▶ [Exercise task]: Retype the lines below word for word, from the line with "of the black" up to and including the line with "Target: black convertible soft top".

═══ Dataset entries

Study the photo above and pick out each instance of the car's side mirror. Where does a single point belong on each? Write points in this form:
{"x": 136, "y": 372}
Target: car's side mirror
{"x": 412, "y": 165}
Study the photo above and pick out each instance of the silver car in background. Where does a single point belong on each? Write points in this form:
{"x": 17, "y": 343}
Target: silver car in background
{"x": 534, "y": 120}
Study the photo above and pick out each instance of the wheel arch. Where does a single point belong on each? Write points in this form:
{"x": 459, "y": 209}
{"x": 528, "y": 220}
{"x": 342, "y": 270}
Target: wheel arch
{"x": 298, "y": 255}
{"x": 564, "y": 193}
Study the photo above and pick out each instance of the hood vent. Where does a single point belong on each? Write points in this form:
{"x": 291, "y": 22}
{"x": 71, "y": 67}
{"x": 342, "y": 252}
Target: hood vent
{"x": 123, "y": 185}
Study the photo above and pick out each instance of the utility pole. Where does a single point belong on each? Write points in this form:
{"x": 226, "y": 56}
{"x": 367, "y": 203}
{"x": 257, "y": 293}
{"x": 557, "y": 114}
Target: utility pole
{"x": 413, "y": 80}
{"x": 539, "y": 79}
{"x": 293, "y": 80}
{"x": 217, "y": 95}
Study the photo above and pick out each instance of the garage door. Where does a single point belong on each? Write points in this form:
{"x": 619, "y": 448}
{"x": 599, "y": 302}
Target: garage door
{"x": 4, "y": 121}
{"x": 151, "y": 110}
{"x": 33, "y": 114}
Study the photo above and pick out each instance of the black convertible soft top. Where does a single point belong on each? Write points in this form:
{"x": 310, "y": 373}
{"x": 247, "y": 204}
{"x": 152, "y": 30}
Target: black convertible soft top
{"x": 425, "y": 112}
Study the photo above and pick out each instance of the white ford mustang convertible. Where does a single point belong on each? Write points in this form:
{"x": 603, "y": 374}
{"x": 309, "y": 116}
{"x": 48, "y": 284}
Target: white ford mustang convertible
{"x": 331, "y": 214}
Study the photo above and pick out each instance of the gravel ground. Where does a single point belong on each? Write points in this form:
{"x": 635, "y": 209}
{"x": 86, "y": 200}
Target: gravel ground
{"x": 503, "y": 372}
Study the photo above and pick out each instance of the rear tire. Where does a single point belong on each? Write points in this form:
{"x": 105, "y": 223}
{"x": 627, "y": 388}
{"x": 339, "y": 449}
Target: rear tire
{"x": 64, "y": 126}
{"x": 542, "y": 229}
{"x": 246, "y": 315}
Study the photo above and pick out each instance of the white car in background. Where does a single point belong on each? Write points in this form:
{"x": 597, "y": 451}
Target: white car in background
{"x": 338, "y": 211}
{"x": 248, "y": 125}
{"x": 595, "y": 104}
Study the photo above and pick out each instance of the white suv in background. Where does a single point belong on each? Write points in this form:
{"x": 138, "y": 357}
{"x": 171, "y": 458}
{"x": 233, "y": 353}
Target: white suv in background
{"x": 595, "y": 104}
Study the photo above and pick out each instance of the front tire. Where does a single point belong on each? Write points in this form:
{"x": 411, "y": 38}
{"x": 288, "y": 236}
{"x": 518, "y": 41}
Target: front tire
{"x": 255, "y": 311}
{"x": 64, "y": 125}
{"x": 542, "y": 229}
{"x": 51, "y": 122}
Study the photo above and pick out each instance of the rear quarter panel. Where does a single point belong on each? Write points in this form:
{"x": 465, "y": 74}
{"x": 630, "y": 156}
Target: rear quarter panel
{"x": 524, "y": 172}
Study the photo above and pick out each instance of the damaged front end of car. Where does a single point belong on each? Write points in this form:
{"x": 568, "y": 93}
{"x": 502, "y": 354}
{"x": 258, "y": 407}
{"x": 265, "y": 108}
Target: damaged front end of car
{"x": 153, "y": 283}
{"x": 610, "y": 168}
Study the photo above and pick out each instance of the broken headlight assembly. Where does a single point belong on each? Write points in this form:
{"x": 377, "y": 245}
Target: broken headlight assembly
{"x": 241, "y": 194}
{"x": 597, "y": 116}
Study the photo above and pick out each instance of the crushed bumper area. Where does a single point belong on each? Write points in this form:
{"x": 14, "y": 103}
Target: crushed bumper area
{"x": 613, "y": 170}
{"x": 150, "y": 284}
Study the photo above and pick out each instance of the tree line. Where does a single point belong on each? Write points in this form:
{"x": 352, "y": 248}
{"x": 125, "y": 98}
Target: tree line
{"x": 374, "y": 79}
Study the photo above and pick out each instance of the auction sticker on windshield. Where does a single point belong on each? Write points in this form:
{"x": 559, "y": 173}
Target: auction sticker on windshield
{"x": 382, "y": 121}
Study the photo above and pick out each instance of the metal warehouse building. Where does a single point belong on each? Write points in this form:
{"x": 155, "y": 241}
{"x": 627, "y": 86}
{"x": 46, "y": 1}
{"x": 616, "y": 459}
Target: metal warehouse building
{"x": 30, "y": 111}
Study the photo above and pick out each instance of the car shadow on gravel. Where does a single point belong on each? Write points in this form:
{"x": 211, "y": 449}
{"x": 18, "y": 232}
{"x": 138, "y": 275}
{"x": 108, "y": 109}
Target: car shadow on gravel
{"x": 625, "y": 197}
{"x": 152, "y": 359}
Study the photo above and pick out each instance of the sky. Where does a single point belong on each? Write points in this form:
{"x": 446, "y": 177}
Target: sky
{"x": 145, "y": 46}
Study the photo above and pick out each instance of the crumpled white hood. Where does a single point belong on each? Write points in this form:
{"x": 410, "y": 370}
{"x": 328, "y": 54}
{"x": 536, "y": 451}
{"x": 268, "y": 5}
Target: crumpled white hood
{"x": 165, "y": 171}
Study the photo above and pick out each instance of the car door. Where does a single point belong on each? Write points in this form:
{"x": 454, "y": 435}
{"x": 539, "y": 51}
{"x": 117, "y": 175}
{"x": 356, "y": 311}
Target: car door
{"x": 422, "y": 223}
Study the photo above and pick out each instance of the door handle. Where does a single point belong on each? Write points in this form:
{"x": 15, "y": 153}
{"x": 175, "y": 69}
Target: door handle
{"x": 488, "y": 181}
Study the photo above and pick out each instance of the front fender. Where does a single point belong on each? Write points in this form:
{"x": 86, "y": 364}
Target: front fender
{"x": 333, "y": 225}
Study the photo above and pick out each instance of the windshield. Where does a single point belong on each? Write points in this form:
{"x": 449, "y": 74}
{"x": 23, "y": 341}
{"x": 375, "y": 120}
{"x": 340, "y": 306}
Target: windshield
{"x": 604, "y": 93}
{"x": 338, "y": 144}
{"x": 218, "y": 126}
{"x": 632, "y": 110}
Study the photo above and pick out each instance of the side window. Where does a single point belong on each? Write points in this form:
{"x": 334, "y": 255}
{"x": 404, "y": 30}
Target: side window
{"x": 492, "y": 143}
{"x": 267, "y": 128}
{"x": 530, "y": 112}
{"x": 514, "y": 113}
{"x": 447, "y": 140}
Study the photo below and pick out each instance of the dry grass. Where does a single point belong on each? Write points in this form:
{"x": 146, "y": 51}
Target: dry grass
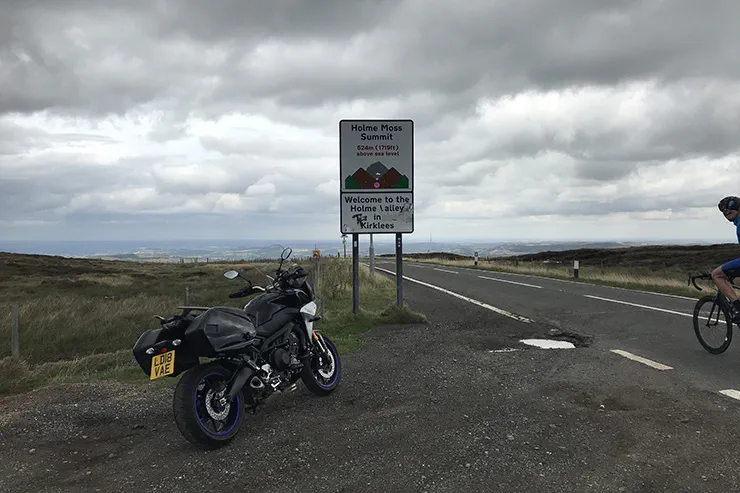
{"x": 81, "y": 320}
{"x": 669, "y": 281}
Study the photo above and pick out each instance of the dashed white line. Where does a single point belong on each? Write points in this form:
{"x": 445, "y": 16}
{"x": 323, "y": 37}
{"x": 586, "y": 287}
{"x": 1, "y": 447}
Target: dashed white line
{"x": 580, "y": 283}
{"x": 731, "y": 393}
{"x": 470, "y": 300}
{"x": 638, "y": 305}
{"x": 511, "y": 282}
{"x": 654, "y": 364}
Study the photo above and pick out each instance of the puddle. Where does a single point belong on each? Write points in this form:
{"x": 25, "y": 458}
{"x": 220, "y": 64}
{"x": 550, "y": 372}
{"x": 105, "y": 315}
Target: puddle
{"x": 548, "y": 343}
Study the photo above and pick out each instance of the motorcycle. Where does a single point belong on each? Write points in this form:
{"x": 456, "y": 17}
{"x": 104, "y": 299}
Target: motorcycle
{"x": 255, "y": 351}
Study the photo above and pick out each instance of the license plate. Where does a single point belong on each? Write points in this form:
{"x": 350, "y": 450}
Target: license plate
{"x": 163, "y": 365}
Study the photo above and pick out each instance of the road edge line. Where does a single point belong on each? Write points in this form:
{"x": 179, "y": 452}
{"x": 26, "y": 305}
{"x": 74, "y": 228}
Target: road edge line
{"x": 500, "y": 311}
{"x": 640, "y": 359}
{"x": 648, "y": 307}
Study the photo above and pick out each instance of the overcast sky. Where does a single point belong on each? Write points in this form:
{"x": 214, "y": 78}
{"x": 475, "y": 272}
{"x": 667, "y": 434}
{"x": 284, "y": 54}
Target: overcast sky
{"x": 146, "y": 119}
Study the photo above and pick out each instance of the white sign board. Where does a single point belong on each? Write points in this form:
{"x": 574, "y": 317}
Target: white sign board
{"x": 376, "y": 166}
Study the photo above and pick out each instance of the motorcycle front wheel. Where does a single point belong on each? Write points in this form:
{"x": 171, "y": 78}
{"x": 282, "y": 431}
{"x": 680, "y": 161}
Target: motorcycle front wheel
{"x": 322, "y": 373}
{"x": 198, "y": 414}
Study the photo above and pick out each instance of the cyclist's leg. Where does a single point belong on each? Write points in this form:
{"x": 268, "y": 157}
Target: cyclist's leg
{"x": 722, "y": 275}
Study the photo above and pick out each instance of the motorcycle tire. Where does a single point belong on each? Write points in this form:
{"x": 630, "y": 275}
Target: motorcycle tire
{"x": 198, "y": 415}
{"x": 317, "y": 380}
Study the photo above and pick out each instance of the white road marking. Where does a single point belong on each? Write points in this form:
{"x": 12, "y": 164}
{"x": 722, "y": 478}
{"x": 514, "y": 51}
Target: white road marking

══════

▶ [Solution to the exercise]:
Study the photo above and pick out each instance of the black convertible soft top. Where does a single point belong on each? Write points in this form:
{"x": 310, "y": 373}
{"x": 247, "y": 204}
{"x": 152, "y": 30}
Target: black convertible soft top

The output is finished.